**Directions**
Pick out each line in the rows below that contains the string "black" and copy it. Case counts when matching.

**Given data**

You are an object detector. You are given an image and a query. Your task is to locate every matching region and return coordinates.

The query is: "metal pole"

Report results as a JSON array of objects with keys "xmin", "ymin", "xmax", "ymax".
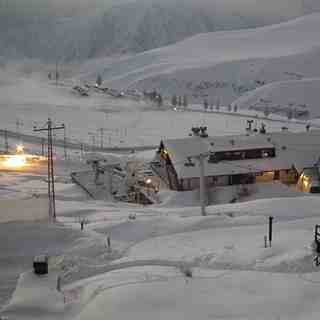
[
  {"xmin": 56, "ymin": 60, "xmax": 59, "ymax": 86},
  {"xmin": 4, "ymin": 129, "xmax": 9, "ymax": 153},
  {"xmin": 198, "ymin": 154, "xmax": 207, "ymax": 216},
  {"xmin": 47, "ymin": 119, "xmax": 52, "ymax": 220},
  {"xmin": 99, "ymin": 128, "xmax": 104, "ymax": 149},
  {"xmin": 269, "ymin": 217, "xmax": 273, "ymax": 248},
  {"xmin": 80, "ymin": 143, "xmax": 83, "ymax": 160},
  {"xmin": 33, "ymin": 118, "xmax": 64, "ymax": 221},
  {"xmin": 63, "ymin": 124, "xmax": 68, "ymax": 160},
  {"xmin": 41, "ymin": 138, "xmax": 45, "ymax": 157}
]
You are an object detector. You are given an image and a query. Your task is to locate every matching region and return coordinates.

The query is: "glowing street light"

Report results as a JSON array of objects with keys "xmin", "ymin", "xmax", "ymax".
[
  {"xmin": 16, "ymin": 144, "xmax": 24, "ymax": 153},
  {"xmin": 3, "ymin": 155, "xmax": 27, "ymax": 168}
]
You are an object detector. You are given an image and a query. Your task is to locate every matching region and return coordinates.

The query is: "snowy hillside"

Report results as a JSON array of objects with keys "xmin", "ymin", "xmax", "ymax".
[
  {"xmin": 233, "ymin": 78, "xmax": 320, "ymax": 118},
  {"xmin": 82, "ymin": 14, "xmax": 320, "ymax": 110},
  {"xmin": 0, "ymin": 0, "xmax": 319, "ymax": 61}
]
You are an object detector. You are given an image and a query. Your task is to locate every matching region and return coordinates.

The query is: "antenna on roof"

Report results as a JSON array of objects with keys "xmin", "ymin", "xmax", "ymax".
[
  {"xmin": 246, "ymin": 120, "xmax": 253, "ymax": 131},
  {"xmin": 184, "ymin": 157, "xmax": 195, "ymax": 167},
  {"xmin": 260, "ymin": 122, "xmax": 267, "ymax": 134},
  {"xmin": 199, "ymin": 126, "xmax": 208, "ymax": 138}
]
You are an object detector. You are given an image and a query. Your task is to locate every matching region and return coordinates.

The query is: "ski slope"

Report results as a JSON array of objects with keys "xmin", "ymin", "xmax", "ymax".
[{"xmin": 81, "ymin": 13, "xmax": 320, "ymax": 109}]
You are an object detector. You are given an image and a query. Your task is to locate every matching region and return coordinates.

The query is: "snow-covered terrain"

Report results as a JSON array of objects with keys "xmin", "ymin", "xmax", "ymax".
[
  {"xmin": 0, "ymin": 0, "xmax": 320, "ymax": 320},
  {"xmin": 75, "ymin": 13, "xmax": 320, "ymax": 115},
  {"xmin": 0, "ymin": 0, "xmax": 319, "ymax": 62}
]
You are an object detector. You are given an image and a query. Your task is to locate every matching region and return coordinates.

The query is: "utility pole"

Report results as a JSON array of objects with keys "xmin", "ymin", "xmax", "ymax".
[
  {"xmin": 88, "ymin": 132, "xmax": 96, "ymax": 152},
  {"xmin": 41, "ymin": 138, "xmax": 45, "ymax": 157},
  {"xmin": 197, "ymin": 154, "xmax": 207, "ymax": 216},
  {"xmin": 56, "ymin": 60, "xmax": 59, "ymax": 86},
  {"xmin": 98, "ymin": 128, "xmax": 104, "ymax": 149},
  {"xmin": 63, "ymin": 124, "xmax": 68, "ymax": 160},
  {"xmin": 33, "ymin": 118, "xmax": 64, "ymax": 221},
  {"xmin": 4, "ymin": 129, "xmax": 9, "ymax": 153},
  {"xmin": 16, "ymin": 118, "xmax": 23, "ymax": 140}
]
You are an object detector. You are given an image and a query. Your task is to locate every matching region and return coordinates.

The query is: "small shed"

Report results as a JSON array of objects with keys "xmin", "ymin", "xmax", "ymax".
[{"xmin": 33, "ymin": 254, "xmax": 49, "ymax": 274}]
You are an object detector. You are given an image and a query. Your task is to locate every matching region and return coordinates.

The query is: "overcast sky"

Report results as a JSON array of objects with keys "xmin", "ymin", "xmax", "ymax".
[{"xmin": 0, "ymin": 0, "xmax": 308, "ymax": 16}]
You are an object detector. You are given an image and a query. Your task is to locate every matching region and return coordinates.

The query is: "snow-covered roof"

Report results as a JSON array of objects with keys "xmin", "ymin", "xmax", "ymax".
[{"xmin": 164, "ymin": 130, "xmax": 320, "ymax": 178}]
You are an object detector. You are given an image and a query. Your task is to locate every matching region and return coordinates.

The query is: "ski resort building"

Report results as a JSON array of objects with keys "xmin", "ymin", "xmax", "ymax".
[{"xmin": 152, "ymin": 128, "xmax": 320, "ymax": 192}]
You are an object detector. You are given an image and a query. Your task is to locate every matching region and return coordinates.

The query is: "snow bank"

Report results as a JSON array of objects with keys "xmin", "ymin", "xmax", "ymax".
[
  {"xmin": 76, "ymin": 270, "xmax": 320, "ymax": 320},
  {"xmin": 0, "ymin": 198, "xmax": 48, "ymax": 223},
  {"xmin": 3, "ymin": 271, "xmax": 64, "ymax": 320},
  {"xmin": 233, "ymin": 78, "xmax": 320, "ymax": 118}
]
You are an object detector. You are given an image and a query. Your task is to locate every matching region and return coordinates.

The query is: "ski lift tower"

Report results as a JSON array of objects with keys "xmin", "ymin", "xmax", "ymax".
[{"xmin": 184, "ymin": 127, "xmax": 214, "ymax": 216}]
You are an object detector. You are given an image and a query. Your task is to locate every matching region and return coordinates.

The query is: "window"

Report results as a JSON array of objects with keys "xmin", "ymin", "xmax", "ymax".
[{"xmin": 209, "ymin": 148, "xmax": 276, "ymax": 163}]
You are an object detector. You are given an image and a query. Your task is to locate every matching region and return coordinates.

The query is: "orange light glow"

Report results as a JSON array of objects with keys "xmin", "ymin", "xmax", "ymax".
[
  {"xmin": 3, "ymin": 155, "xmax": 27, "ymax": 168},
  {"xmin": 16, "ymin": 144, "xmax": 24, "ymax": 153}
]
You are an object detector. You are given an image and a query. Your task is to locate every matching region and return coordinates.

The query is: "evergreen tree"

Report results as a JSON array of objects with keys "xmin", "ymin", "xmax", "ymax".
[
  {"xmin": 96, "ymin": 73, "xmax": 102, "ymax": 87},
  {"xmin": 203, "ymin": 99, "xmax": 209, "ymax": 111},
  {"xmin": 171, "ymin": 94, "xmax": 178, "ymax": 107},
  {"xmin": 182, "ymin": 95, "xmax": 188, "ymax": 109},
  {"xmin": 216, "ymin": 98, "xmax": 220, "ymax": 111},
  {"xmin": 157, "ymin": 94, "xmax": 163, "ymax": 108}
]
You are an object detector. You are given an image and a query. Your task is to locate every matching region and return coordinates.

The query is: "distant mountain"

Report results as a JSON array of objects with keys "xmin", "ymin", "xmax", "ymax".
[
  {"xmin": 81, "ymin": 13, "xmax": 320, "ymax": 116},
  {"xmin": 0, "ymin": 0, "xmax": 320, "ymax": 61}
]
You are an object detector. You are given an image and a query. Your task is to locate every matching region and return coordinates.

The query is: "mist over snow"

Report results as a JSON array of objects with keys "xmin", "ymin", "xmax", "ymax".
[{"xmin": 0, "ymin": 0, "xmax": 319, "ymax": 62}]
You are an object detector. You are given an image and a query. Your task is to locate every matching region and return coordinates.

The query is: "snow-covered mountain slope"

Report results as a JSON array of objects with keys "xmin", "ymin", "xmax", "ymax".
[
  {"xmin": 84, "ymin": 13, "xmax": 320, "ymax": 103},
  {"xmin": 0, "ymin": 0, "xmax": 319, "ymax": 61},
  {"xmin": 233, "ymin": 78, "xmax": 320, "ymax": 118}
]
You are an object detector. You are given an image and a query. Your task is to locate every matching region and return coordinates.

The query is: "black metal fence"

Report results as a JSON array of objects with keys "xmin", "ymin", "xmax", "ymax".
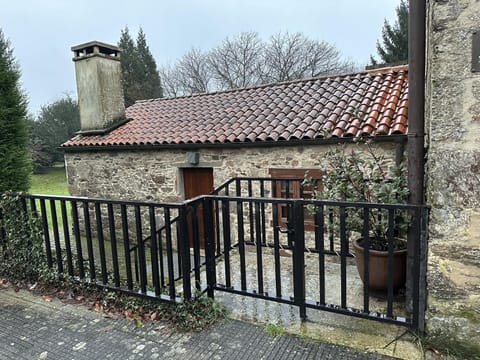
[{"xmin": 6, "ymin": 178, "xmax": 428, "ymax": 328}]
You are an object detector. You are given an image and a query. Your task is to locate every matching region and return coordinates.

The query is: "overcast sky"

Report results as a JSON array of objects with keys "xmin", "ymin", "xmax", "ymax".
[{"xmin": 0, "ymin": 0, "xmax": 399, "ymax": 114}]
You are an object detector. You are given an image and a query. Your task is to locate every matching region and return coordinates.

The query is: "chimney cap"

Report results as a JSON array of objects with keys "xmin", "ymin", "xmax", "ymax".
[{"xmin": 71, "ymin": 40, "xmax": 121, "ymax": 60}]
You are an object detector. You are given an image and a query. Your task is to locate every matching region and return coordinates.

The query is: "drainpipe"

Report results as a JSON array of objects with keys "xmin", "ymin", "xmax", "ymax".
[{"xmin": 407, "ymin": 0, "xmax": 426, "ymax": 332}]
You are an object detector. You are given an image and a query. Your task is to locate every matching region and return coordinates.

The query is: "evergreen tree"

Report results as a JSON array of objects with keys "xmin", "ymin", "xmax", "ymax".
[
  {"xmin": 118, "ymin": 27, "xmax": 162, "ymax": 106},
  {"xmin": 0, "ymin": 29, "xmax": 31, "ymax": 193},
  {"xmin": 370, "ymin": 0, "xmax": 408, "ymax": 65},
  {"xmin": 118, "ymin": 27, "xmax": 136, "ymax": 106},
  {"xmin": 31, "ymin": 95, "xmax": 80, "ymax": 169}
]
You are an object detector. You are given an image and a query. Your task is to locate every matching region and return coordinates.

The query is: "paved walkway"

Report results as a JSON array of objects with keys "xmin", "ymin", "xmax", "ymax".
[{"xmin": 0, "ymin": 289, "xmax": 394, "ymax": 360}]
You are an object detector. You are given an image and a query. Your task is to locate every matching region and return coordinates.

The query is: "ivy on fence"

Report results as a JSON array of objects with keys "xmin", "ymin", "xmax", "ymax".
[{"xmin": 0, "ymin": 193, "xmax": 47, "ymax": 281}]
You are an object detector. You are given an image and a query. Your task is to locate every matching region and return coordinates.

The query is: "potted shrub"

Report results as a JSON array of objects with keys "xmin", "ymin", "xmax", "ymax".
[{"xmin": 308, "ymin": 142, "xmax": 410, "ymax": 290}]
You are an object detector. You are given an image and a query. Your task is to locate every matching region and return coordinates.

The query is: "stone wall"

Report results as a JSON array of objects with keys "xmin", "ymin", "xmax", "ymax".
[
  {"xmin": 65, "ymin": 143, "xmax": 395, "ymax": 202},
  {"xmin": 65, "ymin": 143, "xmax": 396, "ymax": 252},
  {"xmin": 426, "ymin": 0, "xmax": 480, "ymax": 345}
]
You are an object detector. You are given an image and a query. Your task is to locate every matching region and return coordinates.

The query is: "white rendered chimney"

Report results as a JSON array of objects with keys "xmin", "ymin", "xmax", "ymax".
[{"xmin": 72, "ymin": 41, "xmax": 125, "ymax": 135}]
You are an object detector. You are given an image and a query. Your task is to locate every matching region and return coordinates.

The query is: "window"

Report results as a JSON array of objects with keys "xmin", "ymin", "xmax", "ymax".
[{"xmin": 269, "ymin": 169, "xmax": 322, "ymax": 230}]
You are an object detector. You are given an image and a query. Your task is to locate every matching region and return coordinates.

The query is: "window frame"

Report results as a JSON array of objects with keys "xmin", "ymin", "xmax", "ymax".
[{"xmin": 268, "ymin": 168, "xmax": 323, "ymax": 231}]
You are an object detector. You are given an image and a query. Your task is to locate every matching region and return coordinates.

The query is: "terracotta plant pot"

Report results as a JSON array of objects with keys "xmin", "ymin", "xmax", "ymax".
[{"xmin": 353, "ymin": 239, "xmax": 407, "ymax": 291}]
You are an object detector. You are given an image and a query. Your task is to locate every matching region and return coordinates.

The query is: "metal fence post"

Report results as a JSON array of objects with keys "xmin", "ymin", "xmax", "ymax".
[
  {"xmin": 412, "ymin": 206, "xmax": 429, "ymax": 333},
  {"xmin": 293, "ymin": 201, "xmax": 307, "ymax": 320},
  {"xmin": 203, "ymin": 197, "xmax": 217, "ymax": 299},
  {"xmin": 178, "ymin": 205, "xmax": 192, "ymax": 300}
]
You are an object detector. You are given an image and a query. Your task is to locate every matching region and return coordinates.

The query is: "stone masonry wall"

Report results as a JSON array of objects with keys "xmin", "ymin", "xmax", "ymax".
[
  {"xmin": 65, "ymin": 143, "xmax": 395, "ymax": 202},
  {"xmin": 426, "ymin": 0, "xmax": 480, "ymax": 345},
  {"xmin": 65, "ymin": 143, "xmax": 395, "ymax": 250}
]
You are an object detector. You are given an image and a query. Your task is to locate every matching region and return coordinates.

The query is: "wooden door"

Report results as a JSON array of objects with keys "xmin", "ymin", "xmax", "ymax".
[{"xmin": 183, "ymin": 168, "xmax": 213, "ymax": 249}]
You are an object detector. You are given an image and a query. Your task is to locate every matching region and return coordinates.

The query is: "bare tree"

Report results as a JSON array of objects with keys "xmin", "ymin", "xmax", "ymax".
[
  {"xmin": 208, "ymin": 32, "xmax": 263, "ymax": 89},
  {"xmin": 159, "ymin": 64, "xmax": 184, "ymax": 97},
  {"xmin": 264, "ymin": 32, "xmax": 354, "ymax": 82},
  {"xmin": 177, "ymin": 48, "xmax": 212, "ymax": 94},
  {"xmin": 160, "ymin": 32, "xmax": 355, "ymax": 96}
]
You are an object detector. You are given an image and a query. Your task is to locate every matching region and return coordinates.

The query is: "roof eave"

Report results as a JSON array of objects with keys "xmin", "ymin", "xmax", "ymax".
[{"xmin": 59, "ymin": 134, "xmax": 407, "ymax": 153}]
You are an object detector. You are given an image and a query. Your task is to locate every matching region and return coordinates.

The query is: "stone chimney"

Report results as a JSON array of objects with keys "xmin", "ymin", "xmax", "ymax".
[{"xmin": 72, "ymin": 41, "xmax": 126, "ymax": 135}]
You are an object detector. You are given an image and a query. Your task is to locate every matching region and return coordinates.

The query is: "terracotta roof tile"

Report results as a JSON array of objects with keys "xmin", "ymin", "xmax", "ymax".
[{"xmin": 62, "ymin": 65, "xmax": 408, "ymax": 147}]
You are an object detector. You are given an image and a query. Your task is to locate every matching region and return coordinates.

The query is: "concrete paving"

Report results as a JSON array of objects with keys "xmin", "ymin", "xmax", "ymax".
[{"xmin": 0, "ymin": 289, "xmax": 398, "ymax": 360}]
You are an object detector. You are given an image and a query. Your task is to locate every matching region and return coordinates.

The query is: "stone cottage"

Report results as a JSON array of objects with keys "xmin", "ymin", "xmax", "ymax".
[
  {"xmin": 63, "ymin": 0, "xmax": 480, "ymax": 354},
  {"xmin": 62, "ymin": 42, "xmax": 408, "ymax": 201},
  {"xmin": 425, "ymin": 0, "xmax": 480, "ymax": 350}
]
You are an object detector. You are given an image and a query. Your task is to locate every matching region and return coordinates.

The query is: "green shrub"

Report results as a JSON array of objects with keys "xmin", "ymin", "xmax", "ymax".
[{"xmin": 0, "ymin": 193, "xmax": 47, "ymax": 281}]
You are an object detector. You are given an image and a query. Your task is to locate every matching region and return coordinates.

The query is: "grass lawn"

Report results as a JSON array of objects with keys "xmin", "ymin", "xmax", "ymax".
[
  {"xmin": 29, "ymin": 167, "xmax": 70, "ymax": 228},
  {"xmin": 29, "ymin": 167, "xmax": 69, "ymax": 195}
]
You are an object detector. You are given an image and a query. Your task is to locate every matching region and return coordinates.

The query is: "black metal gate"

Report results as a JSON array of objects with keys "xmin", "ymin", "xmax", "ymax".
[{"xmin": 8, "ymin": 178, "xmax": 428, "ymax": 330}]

**Task result**
The query is: "black metal fence"
The query is: "black metal gate"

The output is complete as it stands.